> **EXERCISE TEXT**:

I haven't done kitten rearing without mum cat - a friend had to hand-feed a litter whose mum wanted nothing to do with them to start with following a section, and another had to hand-feed a nearly dead kitten following another section. Fortunately in that case it was an experienced mum who kept the kitten warm and so on, and she started suckling after a couple of days.

I have fostered several pregnant cats through birth to kittens being rehomed, and it was so, so satisfying. It was also very hard work, and meant there were up to 12 weeks when even a night away from home wasn't possible.


----------



## havoc (Dec 8, 2008)

> Tube feeding really is an art, and in my view healthy term kittens should be OK with a bottle


Can't tell you how much I agree with this. I was about to say how I believe tube feeding is not the right option for healthy kittens. Apart from the technical side, I've never worked out how much you should give them. Even one day old kittens take differing amounts and different amounts at each feed. I've always considered it better to be led by them, they know when they've had enough or if they want more.

The only part of this statement I'd take any issue with (though not much )is the use of bottles. I much prefer to use syringes with the Catac teats fitted. These are long, slim teats which tiny kittens seem to take to very well and fed from a syringe it's easy to keep a record of how much the kitten has taken.


----------



## Taylorbaby (Jan 10, 2009)

we thought we would have to tube feed one of mine, but sadly we pts instead ther ewas just no way he would survive  gut wrenching heart breaking 

Ive never had to do it but never ever attempt doing that on your own it is a art to it as said above


----------



## OrientalSlave (Jan 26, 2012)

Feel the most crucial thing isn't bottle or syringe, or worrying about how much the kitten has taken, but feeding it so the milk doesn't go down the wrong way, and keeping an eye on it's weight to see it's gaining all the time.

> **EXTRACTED DATA**:
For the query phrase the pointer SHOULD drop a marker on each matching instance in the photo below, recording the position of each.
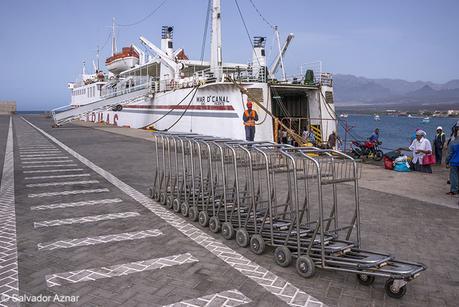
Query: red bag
(388, 163)
(428, 159)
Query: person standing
(452, 161)
(250, 117)
(439, 143)
(420, 147)
(332, 138)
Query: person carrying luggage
(452, 161)
(250, 117)
(439, 143)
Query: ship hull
(215, 110)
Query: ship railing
(318, 76)
(136, 85)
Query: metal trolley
(303, 202)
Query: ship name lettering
(216, 100)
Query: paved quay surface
(85, 227)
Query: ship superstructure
(165, 90)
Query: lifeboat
(122, 61)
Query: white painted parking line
(51, 154)
(118, 270)
(57, 176)
(26, 152)
(43, 162)
(71, 192)
(276, 285)
(226, 298)
(118, 237)
(44, 158)
(54, 170)
(48, 165)
(86, 219)
(55, 184)
(77, 204)
(9, 281)
(37, 148)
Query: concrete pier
(83, 228)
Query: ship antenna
(97, 56)
(113, 37)
(216, 41)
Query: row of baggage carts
(302, 203)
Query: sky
(44, 42)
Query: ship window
(329, 97)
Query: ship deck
(104, 241)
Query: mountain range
(352, 90)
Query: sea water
(395, 131)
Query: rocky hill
(352, 90)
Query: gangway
(66, 114)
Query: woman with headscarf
(420, 147)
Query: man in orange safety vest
(250, 117)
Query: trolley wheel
(305, 266)
(242, 237)
(193, 214)
(214, 224)
(392, 291)
(162, 198)
(184, 209)
(203, 219)
(176, 205)
(227, 231)
(151, 193)
(156, 196)
(378, 155)
(169, 201)
(365, 279)
(257, 244)
(282, 256)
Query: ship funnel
(167, 44)
(259, 57)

> **WORK TASK**:
In the forum thread on hand-feeding kittens:
(a) For how long did fostering pregnant cats rule out even a night away from home?
(b) What does havoc prefer to use instead of bottles?
(c) What does OrientalSlave say to keep an eye on?

> **EXERCISE RESPONSE**:
(a) Up to 12 weeks.
(b) Syringes fitted with Catac teats, which are long, slim teats.
(c) The kitten's weight, to see that it is gaining all the time.